--- start of Supplied text ---

The shares awarded in January 2018 are reported in our “Grants of Plan-Based Awards” table herein. The actual number of performance shares that vest will be determined at the end of the three-year period depending upon Company performance against the three-year goals.
2016 to 2018 Long-Term Incentive Plan Award Payout
The 2018 year concludes the performance grant made under the 2016 Long Term Incentive Plan which was established in January 2016 and rewards performance results over the three year period, 2016 to 2018. The final number of shares earned pursuant to those awards is based on the Company’s actual results for the three-year period. As shown below, based on the average core return on equity and cumulative core earnings per share results for the three-year period, the performance shares earned equated to 90.86% of the target award established in January 2016.
Long Term Incentive Plan
2016 — 2018 Performance and Payout
Threshold
Target
Stretch
2016 — 2018 Result
Core EPS 50%(1)
$5.65
$7.06
$8.47
$7.20
Average Core
ROE(1) 50%
6.50%
8.12%
9.74%
7.64%
Payout
50%
100%
150%
90.86%
Source: S&P Global Market Intelligence and company data.

--- end of Supplied text ---
--- start of Data lines ---

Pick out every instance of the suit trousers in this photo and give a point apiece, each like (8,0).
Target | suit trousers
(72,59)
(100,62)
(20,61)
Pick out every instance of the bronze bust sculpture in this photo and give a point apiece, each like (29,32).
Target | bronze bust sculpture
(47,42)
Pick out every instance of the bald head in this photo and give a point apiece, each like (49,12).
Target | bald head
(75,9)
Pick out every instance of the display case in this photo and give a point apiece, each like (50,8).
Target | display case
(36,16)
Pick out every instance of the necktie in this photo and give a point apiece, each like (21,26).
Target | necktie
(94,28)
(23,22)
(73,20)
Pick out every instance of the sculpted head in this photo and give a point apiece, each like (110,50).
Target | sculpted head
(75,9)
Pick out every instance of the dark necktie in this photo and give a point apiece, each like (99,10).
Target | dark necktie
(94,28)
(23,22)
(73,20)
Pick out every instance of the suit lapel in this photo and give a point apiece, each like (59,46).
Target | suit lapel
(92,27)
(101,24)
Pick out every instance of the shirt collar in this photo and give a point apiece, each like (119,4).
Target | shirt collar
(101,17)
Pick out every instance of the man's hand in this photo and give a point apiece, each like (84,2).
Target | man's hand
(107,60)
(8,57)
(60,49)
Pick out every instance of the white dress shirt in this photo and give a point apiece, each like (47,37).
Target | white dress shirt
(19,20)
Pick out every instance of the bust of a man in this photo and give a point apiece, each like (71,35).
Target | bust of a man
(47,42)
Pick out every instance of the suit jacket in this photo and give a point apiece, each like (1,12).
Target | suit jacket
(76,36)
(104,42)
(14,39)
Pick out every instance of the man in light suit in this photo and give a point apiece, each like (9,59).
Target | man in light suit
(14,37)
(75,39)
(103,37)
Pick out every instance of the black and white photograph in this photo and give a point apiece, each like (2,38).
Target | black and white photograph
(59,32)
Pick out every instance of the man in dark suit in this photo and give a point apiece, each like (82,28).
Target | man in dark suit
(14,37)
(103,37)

--- end of Data lines ---

**Short exercise**
Summarize the excerpt on the 2016 to 2018 incentive plan payout in two sentences. These entries have no connection to the excerpt.

**Correct output**
The 2018 year concluded the performance grant made under the 2016 Long Term Incentive Plan, which rewards results over the three-year period from 2016 to 2018. Based on average core return on equity and cumulative core earnings per share for that period, the performance shares earned came to 90.86% of the target award set in January 2016.